Friday, August 26, 2005

Digging deep

Some days you have to do what it takes, you have to dig deep inside for courage you’ve kept hidden and forgotten behind dusty shelves. You have to find that little bit of something to keep yourself from hurting yourself.

You hear that voice seeming to come over the loud speaker, magnified a thousand times in your head – why not? Why not give in to that overwhelming urge to bleed yourself dry? Take a handful of pills and go into that semi-death state for a couple of days. Why not? God knows I deserve a break.

I know the answer. I know why. I’ve heard it many times before, not in that magnified voice, but in a softer, gentler tone, very similar to V’s voice.

I don’t want to give in because in the grand scheme of things, I know this is a dysfunctional way of coping. I know there are better ways to cope. I know I have to put in the effort because these things, these “better” ways, are new to me. And I know that every time I put these new skills to work, it will become easier.

**SHORT TASK 1**
Copy each sentence in the last paragraph of the post titled "Digging deep" that contains the words "I know".

Position annotation records:
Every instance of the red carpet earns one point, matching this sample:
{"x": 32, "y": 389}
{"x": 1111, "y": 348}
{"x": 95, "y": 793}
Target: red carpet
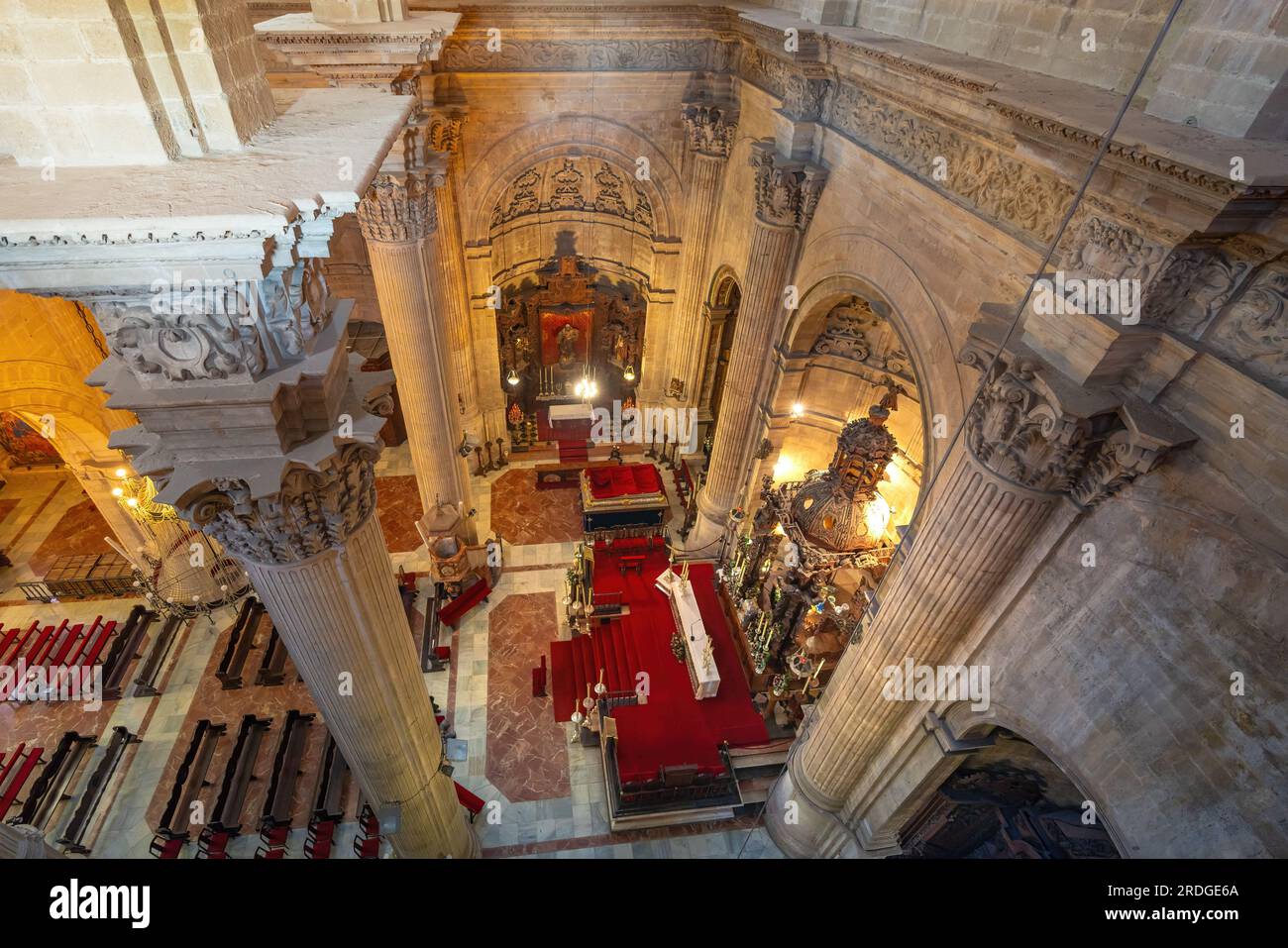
{"x": 673, "y": 728}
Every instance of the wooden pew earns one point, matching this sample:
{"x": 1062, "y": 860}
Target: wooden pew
{"x": 125, "y": 649}
{"x": 286, "y": 771}
{"x": 146, "y": 685}
{"x": 270, "y": 669}
{"x": 48, "y": 793}
{"x": 71, "y": 639}
{"x": 240, "y": 644}
{"x": 16, "y": 775}
{"x": 43, "y": 655}
{"x": 239, "y": 773}
{"x": 76, "y": 830}
{"x": 189, "y": 780}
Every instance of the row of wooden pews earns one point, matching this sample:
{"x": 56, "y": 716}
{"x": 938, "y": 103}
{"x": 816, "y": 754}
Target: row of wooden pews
{"x": 58, "y": 651}
{"x": 327, "y": 801}
{"x": 16, "y": 769}
{"x": 78, "y": 831}
{"x": 241, "y": 643}
{"x": 240, "y": 771}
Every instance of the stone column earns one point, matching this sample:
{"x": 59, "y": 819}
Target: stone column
{"x": 449, "y": 270}
{"x": 317, "y": 559}
{"x": 709, "y": 136}
{"x": 267, "y": 440}
{"x": 786, "y": 196}
{"x": 395, "y": 217}
{"x": 1035, "y": 447}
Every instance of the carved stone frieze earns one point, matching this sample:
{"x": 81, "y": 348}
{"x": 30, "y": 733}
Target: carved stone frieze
{"x": 787, "y": 192}
{"x": 313, "y": 511}
{"x": 1193, "y": 285}
{"x": 397, "y": 209}
{"x": 179, "y": 344}
{"x": 472, "y": 54}
{"x": 709, "y": 128}
{"x": 995, "y": 184}
{"x": 1030, "y": 427}
{"x": 1104, "y": 249}
{"x": 575, "y": 184}
{"x": 1252, "y": 331}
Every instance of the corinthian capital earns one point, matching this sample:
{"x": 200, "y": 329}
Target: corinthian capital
{"x": 313, "y": 511}
{"x": 397, "y": 209}
{"x": 709, "y": 128}
{"x": 787, "y": 192}
{"x": 1034, "y": 427}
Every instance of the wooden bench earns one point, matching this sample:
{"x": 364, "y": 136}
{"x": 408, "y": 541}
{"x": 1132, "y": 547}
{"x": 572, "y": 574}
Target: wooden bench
{"x": 189, "y": 780}
{"x": 127, "y": 648}
{"x": 239, "y": 773}
{"x": 75, "y": 832}
{"x": 240, "y": 643}
{"x": 271, "y": 670}
{"x": 286, "y": 771}
{"x": 454, "y": 612}
{"x": 632, "y": 561}
{"x": 48, "y": 793}
{"x": 146, "y": 683}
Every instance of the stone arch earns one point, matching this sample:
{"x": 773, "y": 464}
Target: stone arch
{"x": 851, "y": 261}
{"x": 967, "y": 725}
{"x": 595, "y": 137}
{"x": 46, "y": 376}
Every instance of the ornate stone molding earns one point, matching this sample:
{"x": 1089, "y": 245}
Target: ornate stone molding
{"x": 313, "y": 511}
{"x": 1034, "y": 428}
{"x": 214, "y": 331}
{"x": 787, "y": 192}
{"x": 397, "y": 209}
{"x": 445, "y": 132}
{"x": 709, "y": 128}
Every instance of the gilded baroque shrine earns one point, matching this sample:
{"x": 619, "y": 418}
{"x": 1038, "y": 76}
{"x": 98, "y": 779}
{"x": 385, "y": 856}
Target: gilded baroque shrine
{"x": 798, "y": 429}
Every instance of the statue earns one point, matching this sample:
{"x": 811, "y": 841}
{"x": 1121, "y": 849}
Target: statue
{"x": 567, "y": 340}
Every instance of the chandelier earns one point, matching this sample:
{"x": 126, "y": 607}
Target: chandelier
{"x": 184, "y": 572}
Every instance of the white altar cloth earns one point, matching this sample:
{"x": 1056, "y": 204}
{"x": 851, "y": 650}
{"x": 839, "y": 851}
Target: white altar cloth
{"x": 703, "y": 674}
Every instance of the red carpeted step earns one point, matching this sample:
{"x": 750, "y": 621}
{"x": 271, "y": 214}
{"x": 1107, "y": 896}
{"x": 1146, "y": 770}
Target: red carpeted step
{"x": 612, "y": 669}
{"x": 632, "y": 652}
{"x": 579, "y": 678}
{"x": 601, "y": 662}
{"x": 589, "y": 665}
{"x": 623, "y": 662}
{"x": 563, "y": 687}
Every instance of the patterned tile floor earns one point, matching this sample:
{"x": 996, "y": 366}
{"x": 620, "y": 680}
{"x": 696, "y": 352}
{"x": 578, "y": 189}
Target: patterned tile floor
{"x": 546, "y": 792}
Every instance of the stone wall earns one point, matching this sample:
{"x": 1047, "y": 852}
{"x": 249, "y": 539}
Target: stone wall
{"x": 106, "y": 82}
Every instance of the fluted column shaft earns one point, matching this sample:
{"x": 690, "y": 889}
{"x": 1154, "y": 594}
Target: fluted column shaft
{"x": 977, "y": 531}
{"x": 759, "y": 326}
{"x": 452, "y": 292}
{"x": 688, "y": 344}
{"x": 343, "y": 623}
{"x": 395, "y": 218}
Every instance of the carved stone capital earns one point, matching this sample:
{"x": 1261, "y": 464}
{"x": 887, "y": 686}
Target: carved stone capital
{"x": 313, "y": 511}
{"x": 397, "y": 209}
{"x": 709, "y": 128}
{"x": 445, "y": 132}
{"x": 787, "y": 192}
{"x": 1037, "y": 429}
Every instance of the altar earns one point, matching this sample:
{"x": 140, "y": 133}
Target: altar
{"x": 698, "y": 657}
{"x": 570, "y": 412}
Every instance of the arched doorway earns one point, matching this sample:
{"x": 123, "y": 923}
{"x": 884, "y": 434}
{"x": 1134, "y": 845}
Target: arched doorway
{"x": 1006, "y": 800}
{"x": 722, "y": 317}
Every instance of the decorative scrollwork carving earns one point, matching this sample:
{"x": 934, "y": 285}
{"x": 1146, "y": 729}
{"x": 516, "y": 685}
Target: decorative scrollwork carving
{"x": 313, "y": 511}
{"x": 397, "y": 210}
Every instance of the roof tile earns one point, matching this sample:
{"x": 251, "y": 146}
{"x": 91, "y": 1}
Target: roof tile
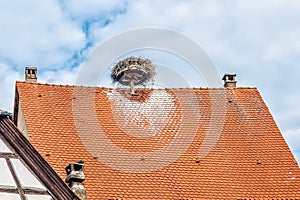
{"x": 250, "y": 159}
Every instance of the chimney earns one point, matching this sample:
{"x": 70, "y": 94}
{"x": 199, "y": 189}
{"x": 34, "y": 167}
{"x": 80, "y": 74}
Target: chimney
{"x": 75, "y": 178}
{"x": 229, "y": 80}
{"x": 30, "y": 74}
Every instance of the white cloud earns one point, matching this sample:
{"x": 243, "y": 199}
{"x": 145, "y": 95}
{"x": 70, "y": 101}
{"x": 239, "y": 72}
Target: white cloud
{"x": 37, "y": 33}
{"x": 292, "y": 137}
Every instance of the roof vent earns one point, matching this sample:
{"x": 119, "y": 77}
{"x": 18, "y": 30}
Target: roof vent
{"x": 229, "y": 80}
{"x": 30, "y": 74}
{"x": 75, "y": 178}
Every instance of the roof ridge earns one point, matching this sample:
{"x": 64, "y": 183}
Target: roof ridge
{"x": 154, "y": 88}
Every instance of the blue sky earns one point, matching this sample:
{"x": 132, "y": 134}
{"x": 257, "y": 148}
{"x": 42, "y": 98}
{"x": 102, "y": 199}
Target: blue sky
{"x": 258, "y": 40}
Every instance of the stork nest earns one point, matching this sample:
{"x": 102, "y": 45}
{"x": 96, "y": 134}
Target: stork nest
{"x": 134, "y": 71}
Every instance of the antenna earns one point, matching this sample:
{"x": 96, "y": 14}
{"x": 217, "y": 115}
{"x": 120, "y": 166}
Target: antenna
{"x": 133, "y": 71}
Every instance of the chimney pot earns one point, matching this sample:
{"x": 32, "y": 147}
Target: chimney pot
{"x": 75, "y": 178}
{"x": 31, "y": 74}
{"x": 229, "y": 80}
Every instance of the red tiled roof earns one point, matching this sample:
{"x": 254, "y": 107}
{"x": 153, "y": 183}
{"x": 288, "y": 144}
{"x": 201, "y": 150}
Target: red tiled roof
{"x": 250, "y": 159}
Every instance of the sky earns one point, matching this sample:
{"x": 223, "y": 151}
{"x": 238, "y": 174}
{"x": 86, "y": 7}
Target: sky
{"x": 258, "y": 40}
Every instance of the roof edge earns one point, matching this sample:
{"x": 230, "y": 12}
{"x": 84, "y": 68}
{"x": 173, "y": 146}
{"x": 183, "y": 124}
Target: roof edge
{"x": 34, "y": 161}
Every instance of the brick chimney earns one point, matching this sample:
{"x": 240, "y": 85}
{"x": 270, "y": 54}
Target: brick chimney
{"x": 30, "y": 74}
{"x": 229, "y": 80}
{"x": 75, "y": 178}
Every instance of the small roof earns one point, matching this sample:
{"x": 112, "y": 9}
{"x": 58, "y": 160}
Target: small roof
{"x": 249, "y": 158}
{"x": 24, "y": 173}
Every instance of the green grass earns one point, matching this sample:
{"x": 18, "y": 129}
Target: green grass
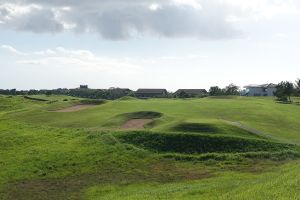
{"x": 190, "y": 151}
{"x": 228, "y": 186}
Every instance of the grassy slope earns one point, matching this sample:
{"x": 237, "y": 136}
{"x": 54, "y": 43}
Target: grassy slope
{"x": 53, "y": 151}
{"x": 279, "y": 120}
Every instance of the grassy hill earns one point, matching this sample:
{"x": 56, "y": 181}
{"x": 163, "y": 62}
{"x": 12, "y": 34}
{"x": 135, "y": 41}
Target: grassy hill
{"x": 210, "y": 148}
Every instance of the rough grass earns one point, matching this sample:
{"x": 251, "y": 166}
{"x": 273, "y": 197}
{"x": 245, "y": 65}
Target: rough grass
{"x": 197, "y": 144}
{"x": 280, "y": 184}
{"x": 47, "y": 155}
{"x": 142, "y": 115}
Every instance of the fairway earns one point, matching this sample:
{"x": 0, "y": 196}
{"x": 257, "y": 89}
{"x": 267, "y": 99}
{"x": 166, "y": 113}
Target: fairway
{"x": 207, "y": 148}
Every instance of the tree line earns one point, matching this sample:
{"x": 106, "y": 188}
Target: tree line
{"x": 284, "y": 91}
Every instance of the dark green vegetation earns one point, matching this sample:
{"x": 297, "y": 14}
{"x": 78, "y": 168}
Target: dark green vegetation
{"x": 192, "y": 143}
{"x": 142, "y": 115}
{"x": 192, "y": 151}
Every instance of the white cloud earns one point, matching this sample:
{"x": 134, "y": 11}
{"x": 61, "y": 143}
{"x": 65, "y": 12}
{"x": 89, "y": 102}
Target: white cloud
{"x": 123, "y": 19}
{"x": 12, "y": 49}
{"x": 84, "y": 60}
{"x": 116, "y": 19}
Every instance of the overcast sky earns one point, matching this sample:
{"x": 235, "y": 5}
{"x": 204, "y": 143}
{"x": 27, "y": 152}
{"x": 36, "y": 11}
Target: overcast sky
{"x": 148, "y": 43}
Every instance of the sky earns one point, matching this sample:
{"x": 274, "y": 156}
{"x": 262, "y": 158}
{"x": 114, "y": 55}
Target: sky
{"x": 47, "y": 44}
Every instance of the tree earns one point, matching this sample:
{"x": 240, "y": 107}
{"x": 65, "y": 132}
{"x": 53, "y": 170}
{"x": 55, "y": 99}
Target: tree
{"x": 232, "y": 90}
{"x": 284, "y": 90}
{"x": 215, "y": 91}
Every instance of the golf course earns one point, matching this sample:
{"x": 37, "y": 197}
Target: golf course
{"x": 212, "y": 148}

**SHORT TASK 2**
Locate every line of the records that contains the string "small" and copy each of those lines. Case counts.

**TASK OUTPUT 1**
I don’t want to give in because in the grand scheme of things, I know this is a dysfunctional way of coping.
I know there are better ways to cope.
I know I have to put in the effort because these things, these “better” ways, are new to me.
And I know that every time I put these new skills to work, it will become easier.

**TASK OUTPUT 2**
Every instance of the small roof earns one point, matching this sample:
Target: small roof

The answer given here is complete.